Work task: Take the lines below beginning at the line that has "[tag] distant hill" and stopping after the line that has "[tag] cap badge (a point for each instance)", and print them exactly as they are, with no other lines.

Records:
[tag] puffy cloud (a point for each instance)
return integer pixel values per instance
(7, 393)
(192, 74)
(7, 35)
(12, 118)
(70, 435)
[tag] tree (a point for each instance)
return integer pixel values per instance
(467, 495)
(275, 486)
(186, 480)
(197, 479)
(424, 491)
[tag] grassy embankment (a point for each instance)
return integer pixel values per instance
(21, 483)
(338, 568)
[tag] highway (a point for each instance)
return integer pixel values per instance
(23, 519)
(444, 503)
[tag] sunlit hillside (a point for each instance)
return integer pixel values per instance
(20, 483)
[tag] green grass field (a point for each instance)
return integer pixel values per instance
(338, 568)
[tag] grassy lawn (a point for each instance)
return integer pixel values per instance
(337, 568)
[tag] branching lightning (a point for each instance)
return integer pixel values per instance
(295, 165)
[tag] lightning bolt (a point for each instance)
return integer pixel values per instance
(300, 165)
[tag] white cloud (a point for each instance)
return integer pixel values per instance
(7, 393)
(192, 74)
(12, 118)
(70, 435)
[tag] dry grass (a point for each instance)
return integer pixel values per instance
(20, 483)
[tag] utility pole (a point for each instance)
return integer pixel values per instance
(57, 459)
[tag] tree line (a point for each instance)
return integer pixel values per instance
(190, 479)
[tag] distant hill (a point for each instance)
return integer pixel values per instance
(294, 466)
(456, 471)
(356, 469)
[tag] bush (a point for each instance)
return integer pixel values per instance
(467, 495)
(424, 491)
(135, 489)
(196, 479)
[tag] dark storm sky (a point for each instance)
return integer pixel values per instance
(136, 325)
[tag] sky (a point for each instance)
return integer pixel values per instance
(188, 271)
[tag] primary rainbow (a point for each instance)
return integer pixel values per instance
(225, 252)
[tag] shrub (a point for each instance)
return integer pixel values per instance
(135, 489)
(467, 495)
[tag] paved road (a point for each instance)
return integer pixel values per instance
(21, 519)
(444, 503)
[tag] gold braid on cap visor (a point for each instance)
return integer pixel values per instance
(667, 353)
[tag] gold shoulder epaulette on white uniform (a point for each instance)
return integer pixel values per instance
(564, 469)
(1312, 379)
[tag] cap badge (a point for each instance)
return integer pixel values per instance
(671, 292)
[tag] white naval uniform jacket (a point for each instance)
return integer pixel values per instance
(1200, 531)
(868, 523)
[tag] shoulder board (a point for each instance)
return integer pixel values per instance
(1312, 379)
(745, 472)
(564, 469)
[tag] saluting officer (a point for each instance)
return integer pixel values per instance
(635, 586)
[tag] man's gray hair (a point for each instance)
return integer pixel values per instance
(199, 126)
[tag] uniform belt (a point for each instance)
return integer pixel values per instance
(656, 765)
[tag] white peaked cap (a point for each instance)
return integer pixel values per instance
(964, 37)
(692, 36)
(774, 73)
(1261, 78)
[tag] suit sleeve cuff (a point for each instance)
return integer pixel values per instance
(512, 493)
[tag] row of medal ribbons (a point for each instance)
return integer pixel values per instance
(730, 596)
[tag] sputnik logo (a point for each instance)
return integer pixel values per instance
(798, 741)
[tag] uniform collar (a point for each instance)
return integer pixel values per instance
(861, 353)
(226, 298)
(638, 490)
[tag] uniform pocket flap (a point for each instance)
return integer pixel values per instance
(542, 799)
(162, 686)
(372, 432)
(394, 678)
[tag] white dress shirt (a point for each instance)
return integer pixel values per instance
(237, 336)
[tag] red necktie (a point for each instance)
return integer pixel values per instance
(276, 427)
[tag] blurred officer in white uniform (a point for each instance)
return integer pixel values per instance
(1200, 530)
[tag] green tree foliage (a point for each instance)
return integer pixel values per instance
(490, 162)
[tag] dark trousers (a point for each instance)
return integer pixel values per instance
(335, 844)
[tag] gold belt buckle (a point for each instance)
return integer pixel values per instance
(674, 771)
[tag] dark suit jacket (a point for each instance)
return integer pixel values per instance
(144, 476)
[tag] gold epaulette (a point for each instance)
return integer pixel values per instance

Solution for this exercise:
[tag] distant hill (a point for each instance)
return integer pixel values per instance
(294, 466)
(456, 471)
(356, 469)
[tag] bush (a point for each instance)
return integer pixel values per instance
(467, 495)
(424, 491)
(135, 489)
(196, 479)
[tag] dark storm sky (a point for each instance)
return integer pixel values per instance
(136, 325)
[tag] sky (a point for each instance)
return integer pixel values per instance
(188, 271)
[tag] primary rainbow (a point for each instance)
return integer pixel values per instance
(225, 252)
[tag] shrub (a point for each instance)
return integer pixel values per instance
(135, 489)
(467, 495)
[tag] paved road (a point for each instance)
return integer pixel values per instance
(21, 519)
(444, 503)
[tag] gold braid on cap visor (a point for each instance)
return integer pixel values per instance
(667, 353)
[tag] gold shoulder epaulette on white uniform (a point for each instance)
return integer pixel values per instance
(564, 469)
(1312, 379)
[tag] cap badge (a point for each instance)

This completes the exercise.